▶ Problem requirements: Copy the material word for word from its first line through the line containing "156 94 L 156", including both of those lines.

[START Data entries]

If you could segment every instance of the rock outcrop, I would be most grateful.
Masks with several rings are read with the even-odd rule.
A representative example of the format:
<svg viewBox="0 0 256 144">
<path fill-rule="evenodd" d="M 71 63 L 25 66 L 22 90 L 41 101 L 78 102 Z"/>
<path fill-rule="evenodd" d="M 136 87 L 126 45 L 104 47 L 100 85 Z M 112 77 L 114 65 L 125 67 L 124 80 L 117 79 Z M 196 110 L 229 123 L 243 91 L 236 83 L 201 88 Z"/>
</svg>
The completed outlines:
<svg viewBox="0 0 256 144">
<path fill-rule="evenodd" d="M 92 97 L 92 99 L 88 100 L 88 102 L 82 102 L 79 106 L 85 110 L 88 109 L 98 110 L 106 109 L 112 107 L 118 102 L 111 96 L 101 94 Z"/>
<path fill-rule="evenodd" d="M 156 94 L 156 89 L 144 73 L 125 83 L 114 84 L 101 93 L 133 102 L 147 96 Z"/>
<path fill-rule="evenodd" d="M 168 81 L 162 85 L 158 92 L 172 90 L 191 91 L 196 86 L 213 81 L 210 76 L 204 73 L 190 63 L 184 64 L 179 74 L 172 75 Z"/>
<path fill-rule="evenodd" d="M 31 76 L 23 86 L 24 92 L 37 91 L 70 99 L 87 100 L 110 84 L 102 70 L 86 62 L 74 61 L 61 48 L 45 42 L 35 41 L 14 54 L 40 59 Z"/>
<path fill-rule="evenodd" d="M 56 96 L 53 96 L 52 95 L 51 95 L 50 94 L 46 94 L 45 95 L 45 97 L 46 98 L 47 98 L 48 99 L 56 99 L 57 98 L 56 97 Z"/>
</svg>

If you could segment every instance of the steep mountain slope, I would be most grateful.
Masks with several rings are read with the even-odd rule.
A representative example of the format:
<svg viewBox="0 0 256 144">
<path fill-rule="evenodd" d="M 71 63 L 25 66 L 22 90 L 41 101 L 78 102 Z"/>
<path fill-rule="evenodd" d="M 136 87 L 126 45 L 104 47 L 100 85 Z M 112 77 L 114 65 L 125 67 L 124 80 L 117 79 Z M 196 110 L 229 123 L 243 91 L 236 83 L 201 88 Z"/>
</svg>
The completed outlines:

[END Data entries]

▶ Response to the task:
If you could segment every instance of the rock outcrop, I would be most grateful.
Masks with several rings are read with the even-odd rule.
A representative example of the format:
<svg viewBox="0 0 256 144">
<path fill-rule="evenodd" d="M 71 63 L 25 66 L 22 90 L 41 101 L 78 102 Z"/>
<path fill-rule="evenodd" d="M 136 87 L 126 45 L 104 47 L 100 85 Z M 112 77 L 114 65 L 125 67 L 124 80 L 117 79 Z M 196 110 L 229 123 L 243 91 L 236 83 L 201 88 Z"/>
</svg>
The completed outlines:
<svg viewBox="0 0 256 144">
<path fill-rule="evenodd" d="M 92 97 L 92 99 L 88 100 L 88 102 L 82 102 L 79 106 L 85 110 L 88 109 L 98 110 L 106 109 L 112 107 L 118 102 L 111 96 L 101 94 Z"/>
<path fill-rule="evenodd" d="M 156 94 L 156 89 L 144 73 L 125 83 L 114 84 L 101 93 L 133 102 L 147 96 Z"/>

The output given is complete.